DOCUMENT PASSAGE:

+ + + + +

It is incumbent upon the defendants in the case, if they want parts of their discovery protected, to move in good faith for a particularized protective order pursuant to Rule 26(c).

Trotter, Guice, VanCleave and others have been asking for no more than  a “properly demarcated category of legitimately confidential information” reviewed for good cause before a particularized protective order pursuant to Rule 26(c) is issued.

How the Court ever strayed from that position is a matter worthy of investigation and discussion – particularly in light of the Order Judge Senter entered today in Politz v Nationwide denying Nationwide’s motion to seal certain documents.

There were actually just two documents Nationwide wanted to file under seal:

Nationwide is filing two pleadings on this date: (1) Nationwide’s Response in
Opposition to Plaintiff’s Motion for Review of and Objection to the United States Magistrate Judge’s Order; and (2) Nationwide’s Second Supplemental Motion for Summary Judgment.

Both of these pleadings attach one or both of two exhibits that contain sensitive
personal information about the Plaintiff, which was obtained as a part of the litigation of Plaintiff’s claim against Nationwide for infliction of emotional distress.

+ + + + +

COLLECTED DATA:
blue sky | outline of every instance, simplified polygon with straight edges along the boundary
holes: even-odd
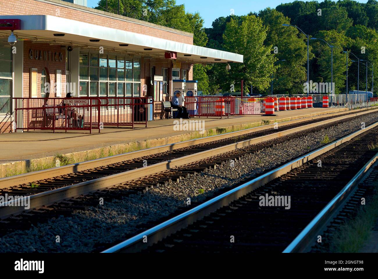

+ + + + +

ASSIGNMENT:
Answer these questions from the protective-order passage:
(a) Under which rule must defendants move for a particularized protective order?
(b) Which judge entered the order in Politz v Nationwide?
(c) The sensitive personal information in the exhibits came from litigating which claim by the plaintiff?

EXPECTED ANSWER:
(a) Rule 26(c)
(b) Judge Senter
(c) The plaintiff's claim against Nationwide for infliction of emotional distress